Rows of bounding box annotation data:
◆ ◆ ◆

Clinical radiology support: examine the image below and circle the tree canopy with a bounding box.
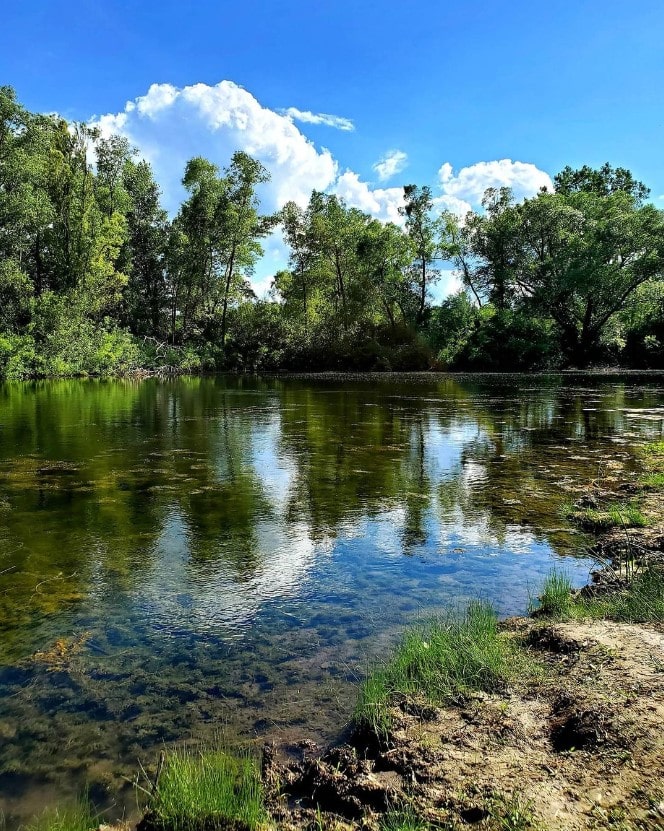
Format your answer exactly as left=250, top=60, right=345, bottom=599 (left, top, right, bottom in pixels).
left=0, top=87, right=664, bottom=378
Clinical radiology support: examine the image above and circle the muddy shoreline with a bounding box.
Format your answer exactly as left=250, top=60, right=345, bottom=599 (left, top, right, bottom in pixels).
left=256, top=485, right=664, bottom=831
left=16, top=474, right=664, bottom=831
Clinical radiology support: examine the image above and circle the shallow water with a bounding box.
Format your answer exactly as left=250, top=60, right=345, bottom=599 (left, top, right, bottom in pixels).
left=0, top=375, right=664, bottom=827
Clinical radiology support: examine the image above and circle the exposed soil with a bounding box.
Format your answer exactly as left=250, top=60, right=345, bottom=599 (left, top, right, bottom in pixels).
left=263, top=494, right=664, bottom=831
left=264, top=619, right=664, bottom=831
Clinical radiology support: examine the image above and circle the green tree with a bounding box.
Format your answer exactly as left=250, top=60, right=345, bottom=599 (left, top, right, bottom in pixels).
left=399, top=185, right=456, bottom=324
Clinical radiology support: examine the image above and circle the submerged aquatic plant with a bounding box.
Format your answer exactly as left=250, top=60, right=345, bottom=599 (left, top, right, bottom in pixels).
left=27, top=797, right=99, bottom=831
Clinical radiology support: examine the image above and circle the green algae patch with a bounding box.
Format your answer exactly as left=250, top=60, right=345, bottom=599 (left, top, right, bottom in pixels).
left=140, top=747, right=267, bottom=831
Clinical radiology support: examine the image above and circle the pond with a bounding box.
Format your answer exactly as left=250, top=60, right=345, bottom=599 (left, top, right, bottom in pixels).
left=0, top=375, right=664, bottom=828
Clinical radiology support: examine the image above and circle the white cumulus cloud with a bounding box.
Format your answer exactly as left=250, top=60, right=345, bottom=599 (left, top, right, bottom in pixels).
left=91, top=81, right=552, bottom=296
left=93, top=81, right=338, bottom=210
left=373, top=150, right=408, bottom=182
left=333, top=170, right=404, bottom=223
left=283, top=107, right=355, bottom=132
left=438, top=159, right=553, bottom=205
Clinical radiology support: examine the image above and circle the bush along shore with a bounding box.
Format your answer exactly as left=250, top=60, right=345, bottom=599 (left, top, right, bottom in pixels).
left=26, top=442, right=664, bottom=831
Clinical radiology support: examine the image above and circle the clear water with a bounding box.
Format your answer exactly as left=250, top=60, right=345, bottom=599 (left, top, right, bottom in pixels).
left=0, top=376, right=664, bottom=827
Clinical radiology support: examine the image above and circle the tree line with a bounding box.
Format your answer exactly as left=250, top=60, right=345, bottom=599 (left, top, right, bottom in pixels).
left=0, top=87, right=664, bottom=378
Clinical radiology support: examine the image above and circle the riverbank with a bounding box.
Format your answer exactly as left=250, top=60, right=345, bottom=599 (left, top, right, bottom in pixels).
left=24, top=444, right=664, bottom=831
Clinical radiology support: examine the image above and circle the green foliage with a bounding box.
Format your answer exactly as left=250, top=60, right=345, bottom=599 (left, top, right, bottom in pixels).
left=566, top=502, right=648, bottom=531
left=354, top=601, right=514, bottom=736
left=537, top=567, right=664, bottom=623
left=379, top=806, right=431, bottom=831
left=0, top=87, right=664, bottom=378
left=148, top=747, right=266, bottom=831
left=530, top=569, right=572, bottom=618
left=26, top=799, right=99, bottom=831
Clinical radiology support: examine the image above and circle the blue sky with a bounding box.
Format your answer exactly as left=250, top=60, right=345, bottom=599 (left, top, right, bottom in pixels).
left=0, top=0, right=664, bottom=291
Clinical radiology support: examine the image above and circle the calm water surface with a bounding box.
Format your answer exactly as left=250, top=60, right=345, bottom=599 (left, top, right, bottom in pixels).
left=0, top=376, right=664, bottom=826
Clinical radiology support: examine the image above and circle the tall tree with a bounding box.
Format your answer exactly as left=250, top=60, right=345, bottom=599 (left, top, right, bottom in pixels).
left=399, top=185, right=455, bottom=324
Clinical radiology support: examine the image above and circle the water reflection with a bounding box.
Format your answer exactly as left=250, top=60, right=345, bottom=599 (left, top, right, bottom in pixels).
left=0, top=376, right=664, bottom=824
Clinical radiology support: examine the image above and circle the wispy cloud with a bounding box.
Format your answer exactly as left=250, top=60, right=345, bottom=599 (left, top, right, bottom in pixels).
left=373, top=150, right=408, bottom=182
left=282, top=107, right=355, bottom=132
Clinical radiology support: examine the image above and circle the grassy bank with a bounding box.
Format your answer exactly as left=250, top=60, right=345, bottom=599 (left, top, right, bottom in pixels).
left=20, top=442, right=664, bottom=831
left=354, top=601, right=524, bottom=738
left=534, top=566, right=664, bottom=623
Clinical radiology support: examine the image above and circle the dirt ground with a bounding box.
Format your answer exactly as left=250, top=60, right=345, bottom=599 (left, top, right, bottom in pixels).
left=265, top=619, right=664, bottom=831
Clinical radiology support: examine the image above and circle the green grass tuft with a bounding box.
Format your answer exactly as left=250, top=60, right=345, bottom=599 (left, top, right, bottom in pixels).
left=574, top=568, right=664, bottom=623
left=149, top=747, right=267, bottom=831
left=564, top=502, right=648, bottom=531
left=379, top=807, right=431, bottom=831
left=640, top=473, right=664, bottom=490
left=530, top=568, right=573, bottom=617
left=531, top=568, right=664, bottom=623
left=354, top=601, right=514, bottom=737
left=26, top=799, right=99, bottom=831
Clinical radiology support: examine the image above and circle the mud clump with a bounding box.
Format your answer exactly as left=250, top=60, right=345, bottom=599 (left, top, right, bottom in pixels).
left=551, top=696, right=627, bottom=753
left=264, top=618, right=664, bottom=831
left=263, top=745, right=398, bottom=820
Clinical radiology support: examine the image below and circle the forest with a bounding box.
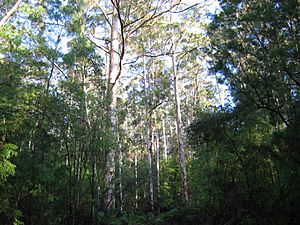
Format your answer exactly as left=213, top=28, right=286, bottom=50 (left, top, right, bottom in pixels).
left=0, top=0, right=300, bottom=225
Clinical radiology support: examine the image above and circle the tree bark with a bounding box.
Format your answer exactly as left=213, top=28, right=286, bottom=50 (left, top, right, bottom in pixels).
left=172, top=48, right=189, bottom=201
left=104, top=3, right=121, bottom=209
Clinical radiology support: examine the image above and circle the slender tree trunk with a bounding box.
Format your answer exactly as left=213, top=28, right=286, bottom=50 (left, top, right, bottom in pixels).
left=134, top=148, right=139, bottom=208
left=143, top=56, right=154, bottom=209
left=155, top=128, right=160, bottom=199
left=104, top=1, right=121, bottom=209
left=146, top=122, right=154, bottom=209
left=172, top=48, right=188, bottom=201
left=162, top=119, right=168, bottom=160
left=119, top=148, right=124, bottom=211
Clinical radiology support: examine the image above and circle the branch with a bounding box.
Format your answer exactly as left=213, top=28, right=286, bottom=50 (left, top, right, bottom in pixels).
left=0, top=0, right=22, bottom=27
left=126, top=0, right=181, bottom=36
left=97, top=1, right=111, bottom=27
left=85, top=35, right=109, bottom=54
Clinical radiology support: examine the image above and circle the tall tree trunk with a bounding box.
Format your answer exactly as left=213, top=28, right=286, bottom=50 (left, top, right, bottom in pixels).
left=172, top=48, right=188, bottom=201
left=104, top=2, right=121, bottom=209
left=154, top=130, right=160, bottom=199
left=134, top=148, right=139, bottom=208
left=162, top=119, right=168, bottom=160
left=146, top=121, right=154, bottom=209
left=143, top=53, right=154, bottom=209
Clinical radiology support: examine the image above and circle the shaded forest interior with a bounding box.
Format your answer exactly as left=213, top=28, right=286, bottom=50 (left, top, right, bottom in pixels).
left=0, top=0, right=300, bottom=225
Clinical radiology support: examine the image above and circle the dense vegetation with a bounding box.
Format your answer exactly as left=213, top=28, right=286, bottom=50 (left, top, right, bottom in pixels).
left=0, top=0, right=300, bottom=225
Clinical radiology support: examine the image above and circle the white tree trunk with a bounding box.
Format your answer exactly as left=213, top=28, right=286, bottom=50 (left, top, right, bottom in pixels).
left=172, top=50, right=188, bottom=201
left=104, top=1, right=121, bottom=209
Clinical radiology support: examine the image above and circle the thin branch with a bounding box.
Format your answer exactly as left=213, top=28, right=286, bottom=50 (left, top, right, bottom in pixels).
left=85, top=35, right=109, bottom=54
left=97, top=1, right=111, bottom=27
left=0, top=0, right=22, bottom=27
left=128, top=0, right=181, bottom=36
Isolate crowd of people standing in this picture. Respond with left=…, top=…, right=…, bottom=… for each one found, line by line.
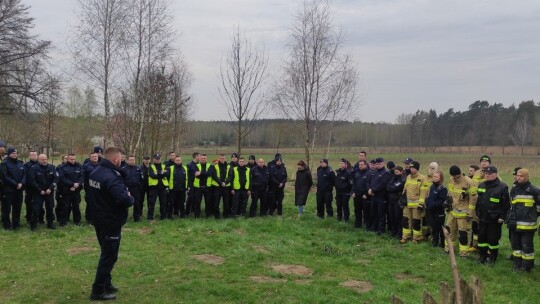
left=0, top=141, right=540, bottom=271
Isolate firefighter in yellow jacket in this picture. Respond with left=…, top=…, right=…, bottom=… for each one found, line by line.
left=420, top=162, right=439, bottom=238
left=468, top=155, right=491, bottom=252
left=444, top=165, right=478, bottom=257
left=399, top=161, right=426, bottom=244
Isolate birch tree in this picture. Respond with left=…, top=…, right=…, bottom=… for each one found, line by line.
left=274, top=0, right=358, bottom=167
left=218, top=27, right=268, bottom=154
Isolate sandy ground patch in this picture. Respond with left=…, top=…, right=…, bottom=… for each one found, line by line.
left=339, top=280, right=373, bottom=293
left=67, top=247, right=96, bottom=256
left=193, top=254, right=225, bottom=265
left=272, top=265, right=313, bottom=277
left=252, top=246, right=270, bottom=254
left=394, top=273, right=424, bottom=283
left=249, top=276, right=287, bottom=283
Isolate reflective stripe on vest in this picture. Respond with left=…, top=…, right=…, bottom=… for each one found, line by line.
left=193, top=163, right=212, bottom=188
left=233, top=167, right=250, bottom=190
left=170, top=165, right=188, bottom=189
left=148, top=164, right=169, bottom=186
left=211, top=164, right=231, bottom=187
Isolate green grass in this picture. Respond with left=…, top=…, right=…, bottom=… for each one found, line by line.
left=0, top=154, right=540, bottom=304
left=0, top=193, right=540, bottom=303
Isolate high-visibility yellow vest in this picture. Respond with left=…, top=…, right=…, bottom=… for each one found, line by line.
left=233, top=167, right=250, bottom=190
left=169, top=165, right=188, bottom=190
left=148, top=164, right=169, bottom=187
left=212, top=164, right=231, bottom=187
left=193, top=163, right=212, bottom=188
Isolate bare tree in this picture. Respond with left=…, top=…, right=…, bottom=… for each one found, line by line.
left=510, top=115, right=531, bottom=155
left=218, top=27, right=268, bottom=153
left=274, top=0, right=357, bottom=167
left=0, top=0, right=54, bottom=113
left=68, top=0, right=129, bottom=146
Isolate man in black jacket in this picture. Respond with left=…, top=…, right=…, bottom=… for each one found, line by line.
left=89, top=147, right=133, bottom=301
left=268, top=157, right=287, bottom=216
left=123, top=155, right=143, bottom=222
left=27, top=154, right=57, bottom=231
left=317, top=158, right=336, bottom=218
left=24, top=150, right=38, bottom=223
left=368, top=157, right=390, bottom=235
left=352, top=160, right=371, bottom=228
left=0, top=147, right=26, bottom=230
left=56, top=153, right=84, bottom=226
left=335, top=158, right=352, bottom=222
left=249, top=158, right=270, bottom=217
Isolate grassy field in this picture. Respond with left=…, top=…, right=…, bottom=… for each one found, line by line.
left=0, top=154, right=540, bottom=303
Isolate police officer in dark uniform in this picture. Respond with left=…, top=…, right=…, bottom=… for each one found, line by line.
left=123, top=155, right=143, bottom=222
left=352, top=160, right=370, bottom=228
left=27, top=154, right=57, bottom=231
left=140, top=156, right=150, bottom=213
left=316, top=158, right=336, bottom=218
left=335, top=158, right=352, bottom=222
left=56, top=153, right=84, bottom=226
left=210, top=154, right=231, bottom=218
left=89, top=147, right=134, bottom=301
left=475, top=166, right=510, bottom=264
left=0, top=147, right=26, bottom=230
left=186, top=152, right=201, bottom=217
left=249, top=158, right=270, bottom=217
left=83, top=152, right=99, bottom=224
left=267, top=157, right=287, bottom=216
left=167, top=156, right=188, bottom=218
left=24, top=150, right=39, bottom=223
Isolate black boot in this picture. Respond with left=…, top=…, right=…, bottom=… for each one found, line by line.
left=90, top=288, right=116, bottom=301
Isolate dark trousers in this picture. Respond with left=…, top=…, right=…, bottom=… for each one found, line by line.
left=128, top=186, right=142, bottom=222
left=249, top=188, right=268, bottom=217
left=62, top=191, right=81, bottom=225
left=30, top=193, right=54, bottom=227
left=146, top=187, right=167, bottom=220
left=231, top=189, right=248, bottom=217
left=316, top=191, right=334, bottom=218
left=336, top=192, right=351, bottom=222
left=353, top=195, right=365, bottom=228
left=427, top=209, right=444, bottom=247
left=186, top=186, right=195, bottom=216
left=369, top=196, right=386, bottom=233
left=510, top=229, right=536, bottom=270
left=92, top=227, right=122, bottom=294
left=478, top=221, right=502, bottom=262
left=192, top=187, right=214, bottom=218
left=167, top=191, right=186, bottom=218
left=2, top=190, right=23, bottom=229
left=388, top=197, right=403, bottom=239
left=267, top=188, right=285, bottom=215
left=212, top=186, right=231, bottom=218
left=24, top=191, right=45, bottom=223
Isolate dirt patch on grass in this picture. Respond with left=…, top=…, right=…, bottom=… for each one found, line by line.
left=83, top=235, right=97, bottom=243
left=339, top=280, right=373, bottom=293
left=233, top=229, right=246, bottom=236
left=137, top=227, right=154, bottom=235
left=67, top=247, right=96, bottom=256
left=193, top=254, right=225, bottom=265
left=394, top=273, right=424, bottom=283
left=253, top=246, right=270, bottom=254
left=272, top=265, right=313, bottom=277
left=249, top=276, right=287, bottom=283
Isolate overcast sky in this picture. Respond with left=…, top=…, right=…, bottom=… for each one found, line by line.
left=23, top=0, right=540, bottom=122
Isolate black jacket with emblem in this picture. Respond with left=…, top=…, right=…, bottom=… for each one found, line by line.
left=88, top=159, right=134, bottom=228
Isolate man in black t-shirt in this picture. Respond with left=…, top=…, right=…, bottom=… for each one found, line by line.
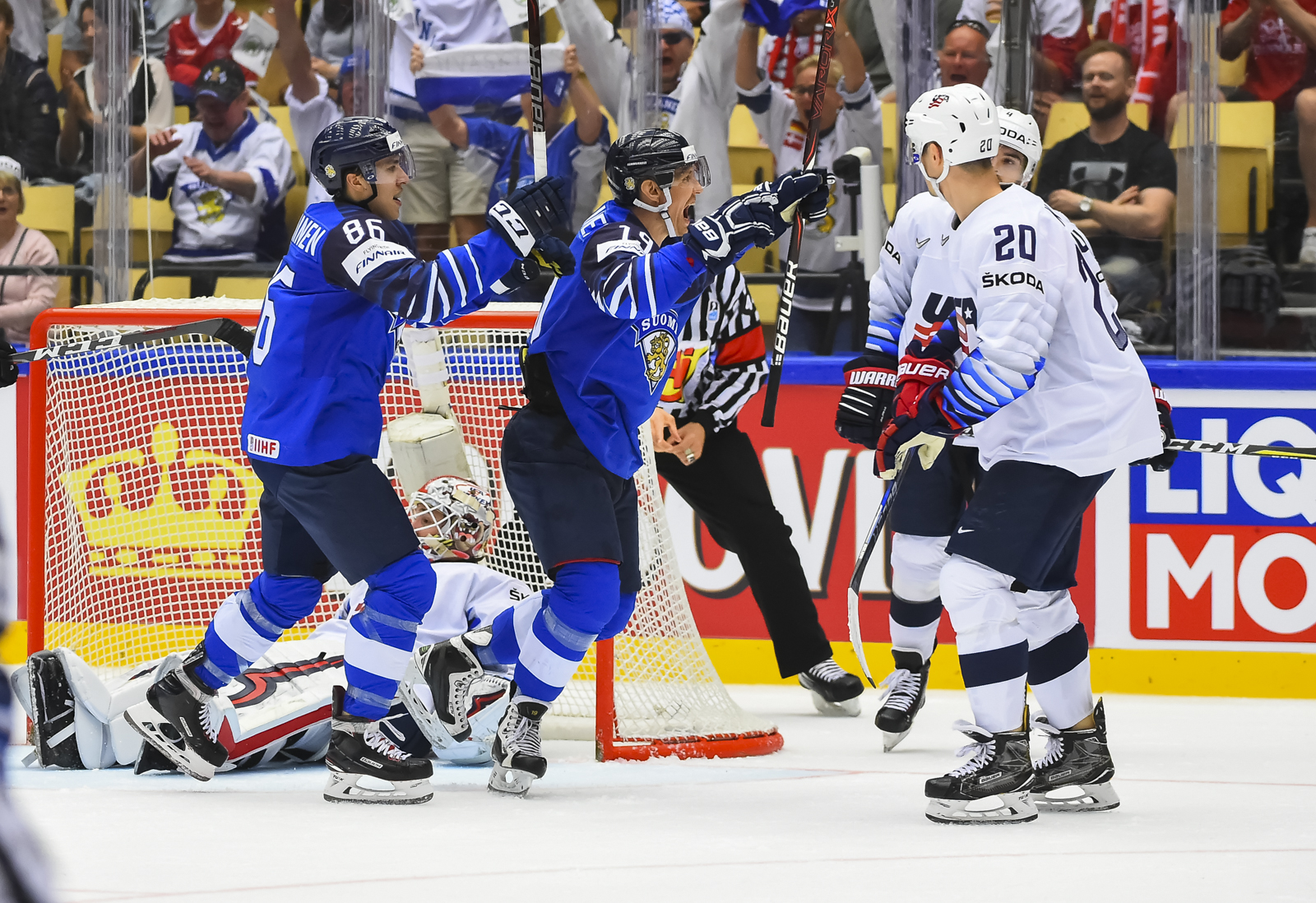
left=1037, top=41, right=1178, bottom=329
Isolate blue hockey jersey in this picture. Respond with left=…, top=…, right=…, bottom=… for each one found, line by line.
left=529, top=201, right=717, bottom=478
left=242, top=202, right=516, bottom=466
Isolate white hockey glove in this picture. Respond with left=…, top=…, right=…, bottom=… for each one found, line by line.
left=484, top=175, right=571, bottom=257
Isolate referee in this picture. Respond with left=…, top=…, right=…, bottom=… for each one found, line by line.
left=649, top=267, right=864, bottom=716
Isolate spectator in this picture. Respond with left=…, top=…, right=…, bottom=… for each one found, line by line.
left=0, top=0, right=59, bottom=179
left=164, top=0, right=257, bottom=105
left=59, top=0, right=195, bottom=86
left=307, top=0, right=354, bottom=81
left=274, top=0, right=355, bottom=206
left=57, top=0, right=174, bottom=175
left=129, top=59, right=294, bottom=262
left=388, top=0, right=512, bottom=259
left=735, top=12, right=886, bottom=354
left=0, top=156, right=59, bottom=345
left=1037, top=41, right=1178, bottom=338
left=430, top=44, right=608, bottom=234
left=1220, top=0, right=1316, bottom=266
left=558, top=0, right=742, bottom=215
left=937, top=18, right=991, bottom=88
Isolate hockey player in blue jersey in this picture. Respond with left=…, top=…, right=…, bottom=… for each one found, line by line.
left=410, top=129, right=827, bottom=794
left=127, top=117, right=571, bottom=803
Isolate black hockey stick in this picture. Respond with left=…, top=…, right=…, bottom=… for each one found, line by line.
left=9, top=317, right=255, bottom=362
left=523, top=0, right=549, bottom=181
left=762, top=0, right=842, bottom=427
left=1165, top=438, right=1316, bottom=461
left=846, top=452, right=919, bottom=688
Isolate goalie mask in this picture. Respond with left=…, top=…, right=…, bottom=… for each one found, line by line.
left=906, top=84, right=1000, bottom=197
left=406, top=476, right=494, bottom=561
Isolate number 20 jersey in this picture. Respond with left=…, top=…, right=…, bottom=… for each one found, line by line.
left=906, top=186, right=1161, bottom=476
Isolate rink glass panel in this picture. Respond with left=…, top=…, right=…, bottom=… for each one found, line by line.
left=25, top=299, right=779, bottom=743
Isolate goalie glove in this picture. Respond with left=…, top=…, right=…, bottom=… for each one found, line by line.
left=484, top=175, right=571, bottom=257
left=836, top=351, right=897, bottom=449
left=489, top=236, right=575, bottom=295
left=1133, top=383, right=1179, bottom=471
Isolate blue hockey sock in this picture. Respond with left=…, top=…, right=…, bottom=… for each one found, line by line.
left=342, top=549, right=436, bottom=719
left=196, top=572, right=321, bottom=690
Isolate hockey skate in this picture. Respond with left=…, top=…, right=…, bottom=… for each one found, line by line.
left=403, top=627, right=494, bottom=743
left=123, top=646, right=229, bottom=780
left=325, top=688, right=434, bottom=806
left=1031, top=699, right=1120, bottom=813
left=800, top=658, right=864, bottom=717
left=924, top=711, right=1037, bottom=824
left=489, top=683, right=549, bottom=796
left=873, top=649, right=930, bottom=753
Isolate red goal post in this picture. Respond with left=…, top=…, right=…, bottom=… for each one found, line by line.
left=20, top=299, right=781, bottom=761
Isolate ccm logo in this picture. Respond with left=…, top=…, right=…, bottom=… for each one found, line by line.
left=900, top=362, right=950, bottom=379
left=846, top=370, right=897, bottom=388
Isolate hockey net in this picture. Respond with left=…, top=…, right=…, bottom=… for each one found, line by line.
left=21, top=299, right=781, bottom=760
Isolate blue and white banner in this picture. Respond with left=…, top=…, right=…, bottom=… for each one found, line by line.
left=416, top=44, right=571, bottom=112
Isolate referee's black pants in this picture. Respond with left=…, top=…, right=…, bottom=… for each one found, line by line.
left=654, top=424, right=832, bottom=678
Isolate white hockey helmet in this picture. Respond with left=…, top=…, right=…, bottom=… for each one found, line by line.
left=996, top=107, right=1042, bottom=188
left=906, top=84, right=1000, bottom=197
left=406, top=476, right=494, bottom=561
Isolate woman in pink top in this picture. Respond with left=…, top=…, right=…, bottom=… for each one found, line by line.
left=0, top=156, right=59, bottom=345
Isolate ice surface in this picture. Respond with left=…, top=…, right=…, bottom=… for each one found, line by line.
left=8, top=686, right=1316, bottom=903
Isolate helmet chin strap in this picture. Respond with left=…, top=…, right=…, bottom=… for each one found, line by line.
left=636, top=188, right=678, bottom=238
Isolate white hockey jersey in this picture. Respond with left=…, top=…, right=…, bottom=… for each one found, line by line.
left=557, top=0, right=744, bottom=215
left=150, top=113, right=294, bottom=262
left=911, top=186, right=1162, bottom=476
left=739, top=75, right=887, bottom=311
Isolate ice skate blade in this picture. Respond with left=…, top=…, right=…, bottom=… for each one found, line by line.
left=1031, top=782, right=1120, bottom=813
left=809, top=690, right=862, bottom=717
left=325, top=771, right=434, bottom=806
left=882, top=730, right=910, bottom=753
left=489, top=762, right=535, bottom=796
left=123, top=703, right=215, bottom=780
left=924, top=791, right=1037, bottom=826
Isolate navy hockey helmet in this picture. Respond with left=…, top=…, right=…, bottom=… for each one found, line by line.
left=309, top=116, right=416, bottom=197
left=605, top=129, right=708, bottom=236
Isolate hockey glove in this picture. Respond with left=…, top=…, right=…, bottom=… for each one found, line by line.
left=836, top=351, right=897, bottom=449
left=1133, top=383, right=1179, bottom=470
left=684, top=194, right=776, bottom=269
left=489, top=236, right=575, bottom=295
left=484, top=175, right=571, bottom=257
left=0, top=338, right=18, bottom=388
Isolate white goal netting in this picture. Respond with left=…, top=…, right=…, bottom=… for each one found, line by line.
left=29, top=299, right=775, bottom=743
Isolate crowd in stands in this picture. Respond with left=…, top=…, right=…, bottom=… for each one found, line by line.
left=0, top=0, right=1316, bottom=350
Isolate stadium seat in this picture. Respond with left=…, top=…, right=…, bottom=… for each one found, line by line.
left=18, top=186, right=75, bottom=263
left=1170, top=101, right=1275, bottom=236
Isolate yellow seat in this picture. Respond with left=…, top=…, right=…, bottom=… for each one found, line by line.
left=1170, top=100, right=1275, bottom=236
left=18, top=186, right=75, bottom=263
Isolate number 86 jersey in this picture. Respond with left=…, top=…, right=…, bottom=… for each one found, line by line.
left=919, top=186, right=1162, bottom=476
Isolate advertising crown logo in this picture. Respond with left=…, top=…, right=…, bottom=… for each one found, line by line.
left=59, top=420, right=261, bottom=581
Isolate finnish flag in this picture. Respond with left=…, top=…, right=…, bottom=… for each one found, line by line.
left=416, top=44, right=571, bottom=112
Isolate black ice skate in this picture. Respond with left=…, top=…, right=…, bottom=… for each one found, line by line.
left=325, top=688, right=434, bottom=806
left=1031, top=699, right=1120, bottom=813
left=22, top=649, right=83, bottom=769
left=489, top=683, right=549, bottom=796
left=123, top=646, right=229, bottom=780
left=924, top=711, right=1037, bottom=824
left=413, top=627, right=494, bottom=743
left=800, top=658, right=864, bottom=717
left=875, top=649, right=932, bottom=753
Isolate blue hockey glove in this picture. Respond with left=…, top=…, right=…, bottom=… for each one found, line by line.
left=484, top=175, right=571, bottom=257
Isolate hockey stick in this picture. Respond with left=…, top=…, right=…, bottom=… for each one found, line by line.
left=762, top=0, right=842, bottom=427
left=523, top=0, right=549, bottom=181
left=846, top=454, right=919, bottom=688
left=9, top=317, right=255, bottom=362
left=1165, top=438, right=1316, bottom=461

◆ ◆ ◆

[WRITTEN PROBLEM] Convert the lines above into a JSON list of strings, one string per line and blank lines omitted. Begin at the line that has "Isolate goalie glove" and stop after the line that has "left=1133, top=383, right=1179, bottom=471".

[RESPONSE TO THIS TASK]
[
  "Isolate goalie glove in this picture. Respond with left=…, top=…, right=…, bottom=… for each one found, line by line.",
  "left=484, top=175, right=571, bottom=257",
  "left=836, top=351, right=897, bottom=449",
  "left=489, top=236, right=575, bottom=295",
  "left=1133, top=383, right=1179, bottom=471"
]